Thai actor (born 1992)

Pruk Panich (พฤกษ์ พานิช, born 10 September 1992), nicknamed Zee (ซี), is a Thai actor.

== Early life and education ==
Panich grew up in Chiang Rai with his two older sisters. After graduating from high school in his hometown, he moved to Bangkok, where he majored in Advertising from the Faculty of Communication Arts of Bangkok University. As a child, he loved traveling and wanted to be a flight attendant or an actor, while in high school he started reading a lot of magazines and dreamed of becoming a model.

== Career ==
Panich entered the entertainment industry through his friend Max Kornthas Rujeerattanavorapan as one of the hosts of the travel program Domundi on YouTube. Later, in December 2018, he starred in the movie Sugar Café. In 2019 he was cast in the main role of Fighter in the TV series Why R U?, which aired the following year. Thanks to Why R U?, he rose to fame, winning the Rising Actor of the Year Award at Kazz Awards in 2021.

In 2022 he was coupled with Chawarin Perdpiriyawong (NuNew) in Cutie Pie, playing businessman Lian Kilen Wang: the success of the BL romance series shot him to stardom overnight, both in Thailand and abroad, and Howe Magazine included him in the list of the 50 most influential people of the year. Between 2022 and 2023, Panich was nominated for several awards for his performance in Cutie Pie, and won Y Actor of the Year at Feed Y Capital Awards, Best Actor of the Year at Kazz Awards, Actor of the Year at Sudsapda Y Awards, Youth Favorite Actor at Thailand Master Youth, and Best Lead Actor at YUniverse Awards. He reprised his role in 2023 both in the sequel Cutie Pie 2 You and the spin-off Naughty Babe. In the meantime, Panich starred in the movie After Sundown, and the TV series One Night Stand and Spice and Spell.

On 1 September 2022, he launched the sweet snack brand ZeeFruit, and on August 8, 2023, his first clothing brand, Super Sun.

In 2025, he portrayed royal guard Charan in The Next Prince.

== Filmography ==
=== Film ===

| Year | Title | Role | Notes | Ref. |
|---|---|---|---|---|
| 2018 | Sugar Café | Popeye | Supporting role |  |
| 2023 | After Sundown | "Phloeng" Phraphloeng Sitthikornkan | Main role |  |

=== Television series ===

Year: Title; Role; Network; Notes; Ref.
2018: Friend Zone; Captain; One 31; Guest role (Ep. 6–7)

- Your assignment
According to the text about Pruk Panich, what award did he win at the Kazz Awards in 2021?

- Records shown
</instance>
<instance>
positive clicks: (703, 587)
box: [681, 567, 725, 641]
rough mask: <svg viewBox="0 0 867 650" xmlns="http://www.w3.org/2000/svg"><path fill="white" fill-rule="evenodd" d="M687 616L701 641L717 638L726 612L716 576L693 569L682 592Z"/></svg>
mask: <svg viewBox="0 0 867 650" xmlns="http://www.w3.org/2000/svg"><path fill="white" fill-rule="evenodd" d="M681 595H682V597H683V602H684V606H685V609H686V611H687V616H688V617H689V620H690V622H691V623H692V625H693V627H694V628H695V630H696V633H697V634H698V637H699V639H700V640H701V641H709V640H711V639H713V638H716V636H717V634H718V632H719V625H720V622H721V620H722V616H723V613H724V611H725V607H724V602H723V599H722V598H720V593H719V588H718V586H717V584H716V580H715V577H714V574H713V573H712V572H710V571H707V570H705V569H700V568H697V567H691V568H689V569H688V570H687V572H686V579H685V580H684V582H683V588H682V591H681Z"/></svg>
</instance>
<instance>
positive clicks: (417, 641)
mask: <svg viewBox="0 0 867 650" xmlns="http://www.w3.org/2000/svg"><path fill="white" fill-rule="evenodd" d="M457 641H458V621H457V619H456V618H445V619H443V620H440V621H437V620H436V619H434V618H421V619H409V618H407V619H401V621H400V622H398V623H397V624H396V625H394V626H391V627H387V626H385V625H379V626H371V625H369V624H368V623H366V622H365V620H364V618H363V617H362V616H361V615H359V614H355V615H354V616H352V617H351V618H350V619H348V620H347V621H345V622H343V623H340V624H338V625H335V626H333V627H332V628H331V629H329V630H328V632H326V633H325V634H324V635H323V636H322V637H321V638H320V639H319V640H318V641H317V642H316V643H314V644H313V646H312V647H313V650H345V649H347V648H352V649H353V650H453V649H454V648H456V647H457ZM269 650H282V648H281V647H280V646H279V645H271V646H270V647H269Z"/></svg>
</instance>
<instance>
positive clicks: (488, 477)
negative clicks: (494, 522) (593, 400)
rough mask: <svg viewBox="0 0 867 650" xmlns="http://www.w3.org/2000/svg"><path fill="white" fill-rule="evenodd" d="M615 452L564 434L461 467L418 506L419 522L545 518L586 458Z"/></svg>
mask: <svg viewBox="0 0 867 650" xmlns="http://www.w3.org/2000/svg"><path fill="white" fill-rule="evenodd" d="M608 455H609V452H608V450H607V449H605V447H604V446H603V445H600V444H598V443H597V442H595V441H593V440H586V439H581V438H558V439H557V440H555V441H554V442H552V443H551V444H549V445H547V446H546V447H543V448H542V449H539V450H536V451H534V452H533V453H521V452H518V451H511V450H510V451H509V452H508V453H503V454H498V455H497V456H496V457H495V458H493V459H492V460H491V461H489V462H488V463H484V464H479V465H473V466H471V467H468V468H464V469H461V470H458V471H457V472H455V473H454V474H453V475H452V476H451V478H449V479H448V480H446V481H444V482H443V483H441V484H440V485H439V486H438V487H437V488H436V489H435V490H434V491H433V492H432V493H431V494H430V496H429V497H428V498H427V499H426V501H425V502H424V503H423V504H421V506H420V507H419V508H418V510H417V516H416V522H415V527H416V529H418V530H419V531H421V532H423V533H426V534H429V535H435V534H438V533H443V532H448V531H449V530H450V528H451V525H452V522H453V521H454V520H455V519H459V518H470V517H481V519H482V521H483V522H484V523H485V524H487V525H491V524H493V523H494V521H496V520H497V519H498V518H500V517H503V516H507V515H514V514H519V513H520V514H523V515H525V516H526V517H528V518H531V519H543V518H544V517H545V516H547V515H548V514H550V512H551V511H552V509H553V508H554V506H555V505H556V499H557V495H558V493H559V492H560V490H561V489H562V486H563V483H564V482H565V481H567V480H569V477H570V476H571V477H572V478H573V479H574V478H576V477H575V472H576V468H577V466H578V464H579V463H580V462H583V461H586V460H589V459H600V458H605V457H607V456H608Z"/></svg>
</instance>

- Result
Rising Actor of the Year